**Selected passage**.
Implementing a digital mail room solution is an effective means of tracking business communications and processes that ensures compliance with regulations designed to protect consumers and ethical business practice, and promote efficiency, as Ashley Keil explains

ORGANISATIONS AROUND THE GLOBE have made great strides towards minimising paper handling in an effort to increase efficiency, reduce costs, improve customer service and become environmentally friendly. The majority of these projects have been implemented at departmental level with many human resources, accounts payable, transaction processing and account opening applications achieving great success.

However, the Digital Mail Room (DMR) has remained something of an enigma, despite widespread adoption of electronic communications. Manual mail handling procedures are slow and costly. In recent years DMR development has been fuelled by systems integrators and outsourcing bureau as well as by many large commercial and government organisations expressing fervent interest in hybrid mail handling solutions. Visionaries view the mail room as a paper beast waiting to be tamed. They relish the idea of handling vast daily volumes of incoming paper-based mail items in an automated manner using digital techniques.

The DMR concept involves capturing and classifying all information entering an organisation, then automatically routing it to an individual person, department or process, in real-time. A DMR eliminates all geographical limitations of traditional mail handling systems. Items entering the DMR can be viewed by any authorised personnel, whether they are located centrally or in a remote satellite office, or even when mobile.

DMR systems must automatically identify, route and store a vast array of physical documents and items, such as a postcard or envelope, as quickly and efficiently as a standard A4 form. They must also process thousands of multi-part documents in one pass with minimal preparation. They extend beyond the realms of most current document management applications, which typically handle uniform, predictable documents and transactions such as claim forms, bill payments and account openings. DMR systems feed enterprise-wide content management systems, which encompass a hybrid mix of documents and files of both electronic and paper origin.

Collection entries
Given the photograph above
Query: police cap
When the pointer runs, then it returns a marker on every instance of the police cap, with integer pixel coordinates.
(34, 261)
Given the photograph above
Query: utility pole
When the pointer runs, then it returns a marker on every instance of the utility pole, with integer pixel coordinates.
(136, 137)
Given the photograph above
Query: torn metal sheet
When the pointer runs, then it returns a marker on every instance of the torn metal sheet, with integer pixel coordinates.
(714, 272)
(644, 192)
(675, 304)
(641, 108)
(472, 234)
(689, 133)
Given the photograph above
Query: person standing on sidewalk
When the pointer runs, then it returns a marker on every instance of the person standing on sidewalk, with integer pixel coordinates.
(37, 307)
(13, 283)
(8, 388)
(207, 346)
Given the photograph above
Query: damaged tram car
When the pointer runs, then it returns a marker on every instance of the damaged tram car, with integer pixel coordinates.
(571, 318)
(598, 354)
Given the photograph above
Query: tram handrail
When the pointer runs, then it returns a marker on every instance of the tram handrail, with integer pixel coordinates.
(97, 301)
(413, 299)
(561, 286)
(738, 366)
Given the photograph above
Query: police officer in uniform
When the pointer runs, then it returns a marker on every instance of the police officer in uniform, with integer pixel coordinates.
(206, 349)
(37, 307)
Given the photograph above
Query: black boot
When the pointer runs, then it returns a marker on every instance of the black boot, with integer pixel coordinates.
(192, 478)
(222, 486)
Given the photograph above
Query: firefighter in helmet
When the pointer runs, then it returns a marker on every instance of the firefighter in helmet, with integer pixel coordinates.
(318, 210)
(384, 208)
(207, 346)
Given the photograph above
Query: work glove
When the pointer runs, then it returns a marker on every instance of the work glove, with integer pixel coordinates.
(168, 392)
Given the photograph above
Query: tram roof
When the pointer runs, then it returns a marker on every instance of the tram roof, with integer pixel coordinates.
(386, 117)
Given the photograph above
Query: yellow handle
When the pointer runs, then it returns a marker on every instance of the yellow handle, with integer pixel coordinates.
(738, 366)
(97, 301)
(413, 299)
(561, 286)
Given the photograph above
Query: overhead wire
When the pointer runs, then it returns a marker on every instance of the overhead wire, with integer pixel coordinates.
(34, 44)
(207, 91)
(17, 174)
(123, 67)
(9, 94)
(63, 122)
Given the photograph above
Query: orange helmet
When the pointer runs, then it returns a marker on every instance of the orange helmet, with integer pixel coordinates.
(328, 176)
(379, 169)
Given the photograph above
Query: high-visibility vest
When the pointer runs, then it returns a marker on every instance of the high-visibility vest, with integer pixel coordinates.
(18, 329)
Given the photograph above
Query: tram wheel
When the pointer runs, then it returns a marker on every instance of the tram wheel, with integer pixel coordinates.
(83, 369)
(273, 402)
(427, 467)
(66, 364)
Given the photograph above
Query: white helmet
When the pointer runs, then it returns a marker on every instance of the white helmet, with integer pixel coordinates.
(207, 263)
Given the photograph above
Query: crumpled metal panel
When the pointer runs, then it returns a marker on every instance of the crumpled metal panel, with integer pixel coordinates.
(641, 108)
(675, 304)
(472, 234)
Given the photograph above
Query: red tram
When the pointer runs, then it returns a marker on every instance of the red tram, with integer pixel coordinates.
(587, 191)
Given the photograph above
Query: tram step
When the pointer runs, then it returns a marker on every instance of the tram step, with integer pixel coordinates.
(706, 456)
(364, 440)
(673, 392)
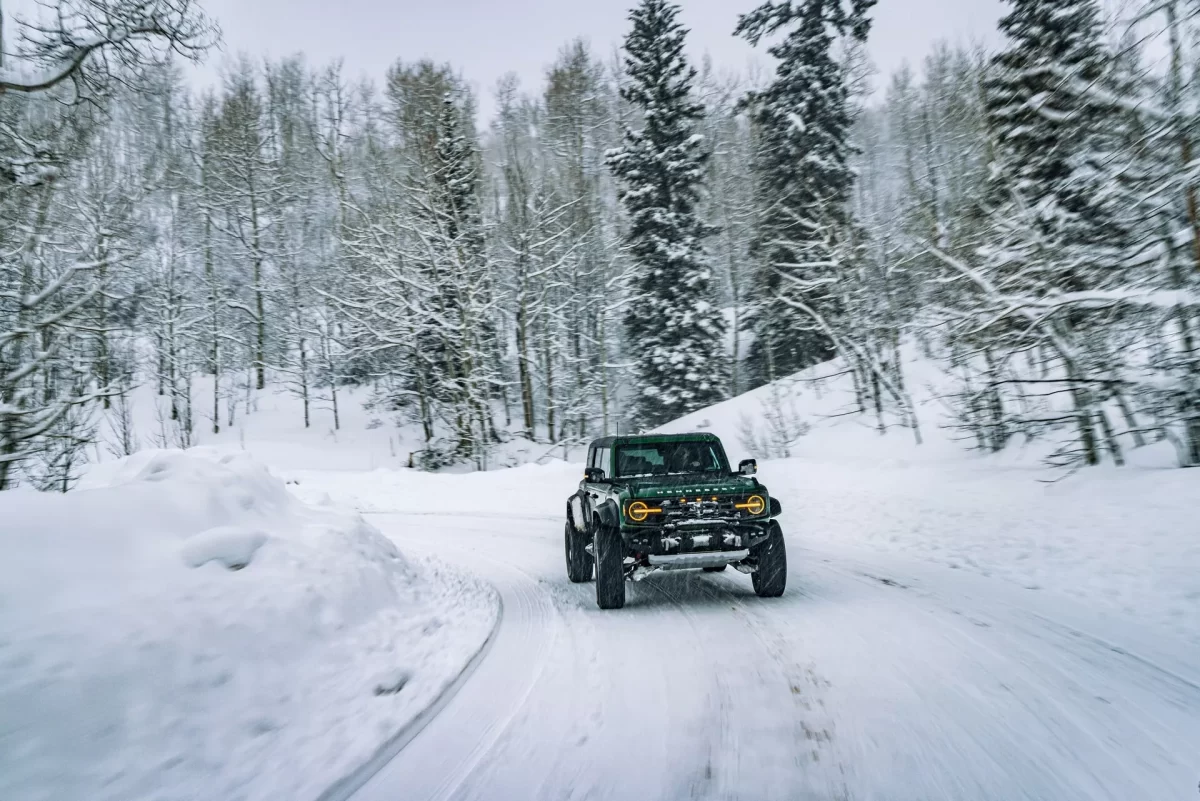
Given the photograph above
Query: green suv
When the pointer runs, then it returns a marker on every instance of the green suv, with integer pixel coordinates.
(670, 501)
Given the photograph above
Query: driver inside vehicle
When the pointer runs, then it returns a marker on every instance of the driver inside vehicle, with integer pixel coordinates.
(689, 457)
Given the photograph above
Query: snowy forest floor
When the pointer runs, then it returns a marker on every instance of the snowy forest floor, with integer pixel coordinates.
(957, 626)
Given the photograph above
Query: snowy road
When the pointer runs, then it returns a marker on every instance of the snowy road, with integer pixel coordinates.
(870, 679)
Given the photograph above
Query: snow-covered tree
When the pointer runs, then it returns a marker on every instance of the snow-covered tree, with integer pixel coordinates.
(673, 325)
(803, 172)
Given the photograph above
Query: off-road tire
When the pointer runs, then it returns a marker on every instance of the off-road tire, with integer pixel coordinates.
(579, 560)
(771, 578)
(610, 568)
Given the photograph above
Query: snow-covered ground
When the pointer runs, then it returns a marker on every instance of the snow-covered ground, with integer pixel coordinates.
(957, 626)
(183, 627)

**Goals**.
1) In the passage on the digital mail room, how do visionaries view the mail room?
2) State how many lines of the listing contain the string "handle", treating case as significant. Give only the number.

**Responses to the tasks**.
1) They view it as a paper beast waiting to be tamed.

2) 2